Dataset records
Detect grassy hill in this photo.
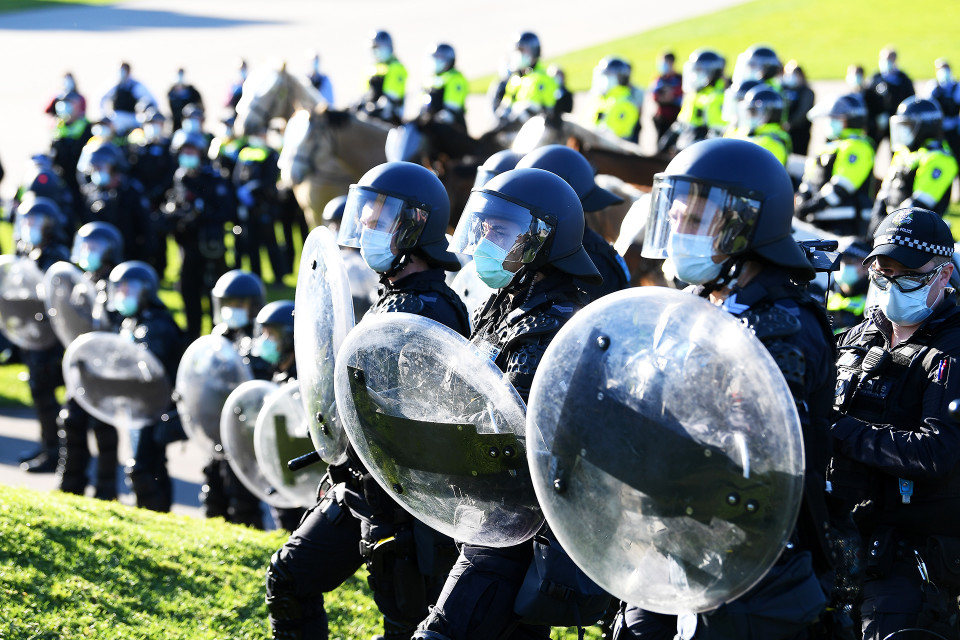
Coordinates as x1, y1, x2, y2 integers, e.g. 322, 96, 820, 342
0, 485, 599, 640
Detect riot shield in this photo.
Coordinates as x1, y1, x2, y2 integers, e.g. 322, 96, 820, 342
335, 313, 543, 547
253, 380, 327, 508
63, 331, 172, 428
450, 260, 497, 327
43, 262, 108, 347
174, 335, 253, 451
527, 287, 804, 613
293, 227, 354, 464
220, 380, 298, 509
0, 255, 57, 350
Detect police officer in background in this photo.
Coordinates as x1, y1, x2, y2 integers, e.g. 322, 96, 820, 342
57, 222, 123, 500
830, 207, 960, 640
863, 47, 914, 145
516, 144, 630, 301
200, 269, 270, 529
796, 93, 875, 238
413, 168, 609, 640
354, 31, 407, 124
420, 42, 468, 133
614, 139, 836, 640
593, 56, 643, 142
871, 96, 957, 229
491, 31, 557, 125
14, 194, 71, 473
267, 162, 469, 640
163, 133, 237, 340
107, 260, 187, 511
926, 58, 960, 156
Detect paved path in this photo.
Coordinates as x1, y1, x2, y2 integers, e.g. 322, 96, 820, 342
0, 0, 756, 515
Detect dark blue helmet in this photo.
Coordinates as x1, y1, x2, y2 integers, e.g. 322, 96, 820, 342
517, 144, 623, 213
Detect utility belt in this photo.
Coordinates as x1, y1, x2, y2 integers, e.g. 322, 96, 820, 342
864, 527, 960, 593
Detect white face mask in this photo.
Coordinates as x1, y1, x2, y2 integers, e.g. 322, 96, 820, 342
667, 233, 723, 284
876, 279, 943, 327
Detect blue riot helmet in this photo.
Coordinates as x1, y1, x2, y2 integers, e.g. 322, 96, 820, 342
517, 144, 623, 213
250, 300, 293, 366
107, 260, 162, 317
70, 222, 123, 273
337, 162, 460, 274
473, 149, 523, 189
210, 269, 267, 329
642, 138, 814, 284
15, 196, 67, 251
450, 169, 601, 289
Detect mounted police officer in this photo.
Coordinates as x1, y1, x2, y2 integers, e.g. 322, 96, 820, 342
57, 222, 123, 500
267, 162, 469, 640
871, 96, 957, 230
107, 260, 186, 511
830, 207, 960, 639
615, 139, 836, 640
414, 168, 609, 640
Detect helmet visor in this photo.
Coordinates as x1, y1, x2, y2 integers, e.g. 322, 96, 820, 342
642, 175, 761, 258
450, 191, 554, 265
337, 185, 429, 251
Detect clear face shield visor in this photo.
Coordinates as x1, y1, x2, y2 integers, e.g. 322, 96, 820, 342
642, 175, 761, 259
449, 191, 555, 268
337, 185, 429, 253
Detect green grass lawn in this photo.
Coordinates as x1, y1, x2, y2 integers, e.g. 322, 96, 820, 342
470, 0, 960, 92
0, 485, 599, 640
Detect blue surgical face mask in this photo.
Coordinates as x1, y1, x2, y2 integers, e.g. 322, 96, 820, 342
360, 229, 397, 273
90, 171, 110, 187
77, 252, 103, 271
667, 233, 723, 284
220, 307, 250, 329
113, 293, 140, 318
876, 278, 943, 327
473, 238, 514, 289
250, 336, 280, 366
177, 153, 200, 171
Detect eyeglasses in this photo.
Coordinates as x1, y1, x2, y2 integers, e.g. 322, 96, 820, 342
869, 263, 946, 293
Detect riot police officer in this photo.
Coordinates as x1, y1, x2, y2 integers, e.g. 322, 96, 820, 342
107, 260, 186, 511
57, 222, 123, 500
81, 142, 159, 268
871, 96, 957, 229
267, 162, 469, 640
516, 144, 630, 301
492, 31, 557, 125
14, 194, 70, 473
830, 207, 960, 639
615, 139, 836, 640
356, 31, 407, 124
414, 168, 609, 640
796, 94, 875, 237
163, 133, 236, 339
200, 269, 270, 529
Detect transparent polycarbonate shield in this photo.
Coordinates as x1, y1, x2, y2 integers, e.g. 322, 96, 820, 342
336, 313, 543, 547
63, 331, 173, 428
253, 380, 327, 507
293, 227, 354, 464
43, 262, 108, 347
0, 255, 57, 350
174, 335, 253, 451
527, 287, 804, 613
220, 380, 298, 509
450, 260, 497, 322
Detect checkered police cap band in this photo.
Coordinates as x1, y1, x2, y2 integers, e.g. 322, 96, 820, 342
873, 234, 953, 257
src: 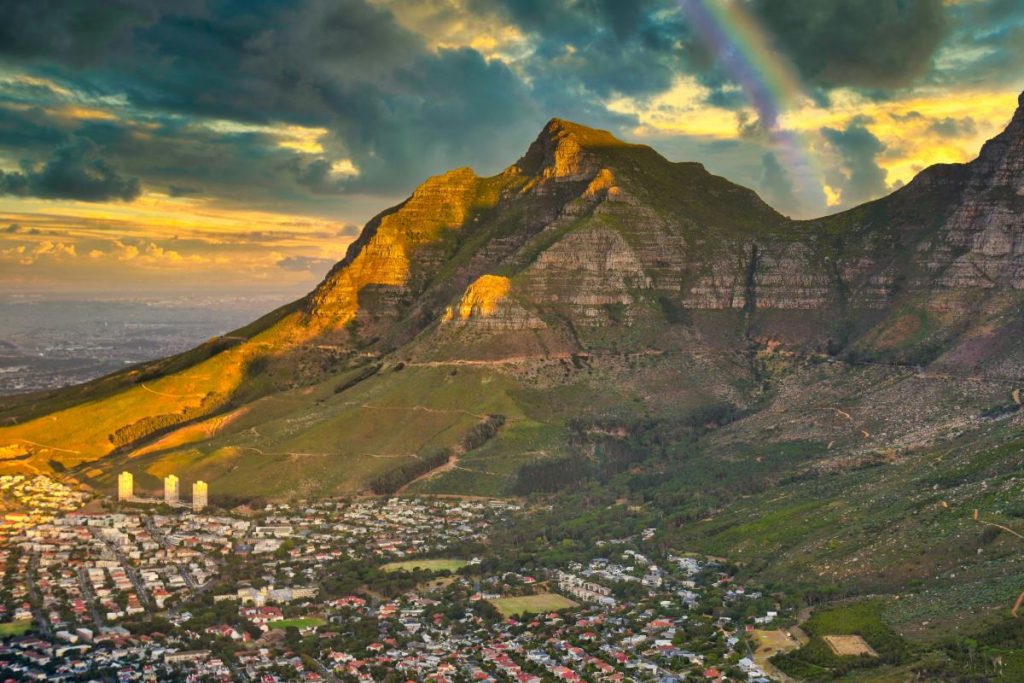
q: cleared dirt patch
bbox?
[821,636,879,657]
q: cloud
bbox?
[0,240,78,265]
[278,256,335,273]
[753,0,950,90]
[928,117,978,137]
[167,184,203,197]
[0,138,142,202]
[821,118,889,207]
[761,152,800,213]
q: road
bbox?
[29,553,53,638]
[78,567,103,628]
[90,527,153,611]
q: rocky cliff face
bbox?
[292,94,1024,368]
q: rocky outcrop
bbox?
[441,274,546,330]
[306,168,479,328]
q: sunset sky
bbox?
[0,0,1024,292]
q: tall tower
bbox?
[193,480,207,512]
[164,474,179,505]
[118,472,135,501]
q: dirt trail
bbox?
[139,382,206,398]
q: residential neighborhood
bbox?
[0,477,779,683]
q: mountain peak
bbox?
[513,119,627,180]
[973,92,1024,189]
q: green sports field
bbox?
[381,559,466,572]
[490,593,579,616]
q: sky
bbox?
[0,0,1024,293]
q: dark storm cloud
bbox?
[473,0,688,104]
[821,119,888,207]
[753,0,949,90]
[0,138,142,202]
[0,0,544,198]
[0,0,1024,219]
[932,0,1024,85]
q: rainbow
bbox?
[680,0,823,211]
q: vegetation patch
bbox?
[488,593,579,616]
[0,618,32,638]
[267,616,327,631]
[381,559,466,573]
[771,600,907,681]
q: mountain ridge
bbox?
[0,95,1024,505]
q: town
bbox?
[0,475,787,683]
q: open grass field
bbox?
[267,616,327,631]
[0,618,32,637]
[490,593,579,616]
[381,559,466,572]
[821,636,879,657]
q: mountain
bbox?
[0,100,1024,518]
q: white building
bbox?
[193,480,208,512]
[118,472,135,501]
[164,474,180,505]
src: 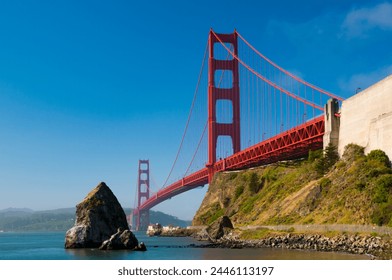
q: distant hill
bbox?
[0,207,191,232]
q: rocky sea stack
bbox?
[65,182,138,249]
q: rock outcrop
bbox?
[206,216,234,241]
[99,228,139,250]
[65,182,138,248]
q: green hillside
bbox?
[193,145,392,226]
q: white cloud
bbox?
[339,65,392,93]
[342,2,392,37]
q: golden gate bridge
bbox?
[133,29,343,230]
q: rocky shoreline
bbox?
[210,233,391,259]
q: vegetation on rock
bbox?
[193,144,392,226]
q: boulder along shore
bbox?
[155,218,392,259]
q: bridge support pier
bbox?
[207,30,241,182]
[135,160,150,231]
[323,98,340,149]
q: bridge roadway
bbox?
[134,116,324,214]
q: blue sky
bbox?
[0,0,392,219]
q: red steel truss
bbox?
[134,116,324,214]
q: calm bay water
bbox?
[0,232,369,260]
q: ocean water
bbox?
[0,232,369,260]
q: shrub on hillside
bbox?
[343,144,365,162]
[366,150,391,168]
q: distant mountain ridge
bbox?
[0,207,191,232]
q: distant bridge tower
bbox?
[207,30,241,182]
[135,160,150,230]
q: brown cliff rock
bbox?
[65,182,132,248]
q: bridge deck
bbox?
[134,116,324,214]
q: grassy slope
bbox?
[193,146,392,229]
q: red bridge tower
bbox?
[207,30,241,182]
[135,160,150,231]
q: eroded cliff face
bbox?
[193,149,392,227]
[65,182,137,248]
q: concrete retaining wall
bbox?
[338,75,392,160]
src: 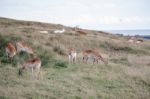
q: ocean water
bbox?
[106,29,150,36]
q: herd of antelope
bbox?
[6,41,108,78]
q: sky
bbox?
[0,0,150,34]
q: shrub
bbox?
[53,46,66,55]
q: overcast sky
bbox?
[0,0,150,34]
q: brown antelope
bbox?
[5,42,16,60]
[19,57,41,75]
[82,50,108,64]
[16,42,34,55]
[68,48,77,63]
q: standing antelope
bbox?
[5,42,16,60]
[68,48,77,63]
[16,42,34,55]
[82,50,108,64]
[54,29,66,34]
[19,58,41,75]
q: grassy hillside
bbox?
[0,18,150,99]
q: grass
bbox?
[0,17,150,99]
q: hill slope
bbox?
[0,18,150,99]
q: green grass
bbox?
[0,18,150,99]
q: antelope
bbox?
[82,50,108,64]
[18,57,41,76]
[68,48,77,63]
[16,42,34,55]
[54,29,66,34]
[5,42,16,60]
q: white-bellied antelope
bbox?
[5,42,16,60]
[16,42,34,55]
[19,57,41,75]
[54,29,66,34]
[68,48,77,63]
[82,50,108,64]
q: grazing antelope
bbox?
[68,48,77,63]
[16,42,34,55]
[82,50,108,64]
[5,42,16,60]
[19,57,41,78]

* [Task prompt]
Return the rows unchanged, starting at the line that contains "q: white building" and ending at the line that contains "[65,182,137,248]". Leave the pictures out.

* [Correct answer]
q: white building
bbox?
[193,480,208,512]
[118,472,135,501]
[164,474,180,505]
src: 
q: distant hill
bbox?
[0,207,191,232]
q: rocky sea stack
bbox?
[65,182,138,249]
q: rock outcrop
bbox?
[206,216,234,241]
[99,228,139,250]
[65,182,138,248]
q: green hillside
bbox?
[193,145,392,226]
q: white cloud
bbox?
[339,65,392,93]
[342,2,392,37]
q: golden gate bridge
bbox?
[133,29,343,230]
q: rocky shoreline
bbox?
[210,233,391,259]
q: vegetation on rock
bbox?
[193,144,392,226]
q: boulder along shore
bbox?
[155,218,392,259]
q: bridge support pier
bbox?
[207,30,241,182]
[135,160,150,231]
[323,98,340,149]
q: bridge roadway
bbox?
[134,116,324,214]
q: blue sky
bbox?
[0,0,392,219]
q: red steel truss
bbox?
[134,116,324,214]
q: calm bay water
bbox?
[0,232,369,260]
q: ocean water
bbox?
[0,232,369,260]
q: shrub on hillside
bbox?
[343,144,365,162]
[366,150,391,168]
q: distant mountain ridge
bbox?
[0,207,191,232]
q: distant bridge tower
bbox?
[207,30,241,182]
[135,160,150,230]
q: brown cliff rock
bbox?
[65,182,132,248]
q: bridge deck
bbox?
[134,116,324,214]
q: grassy slope
bbox?
[193,146,392,229]
q: red bridge tower
bbox?
[207,30,241,182]
[135,160,150,231]
q: eroded cliff face
bbox?
[193,149,392,227]
[65,182,137,248]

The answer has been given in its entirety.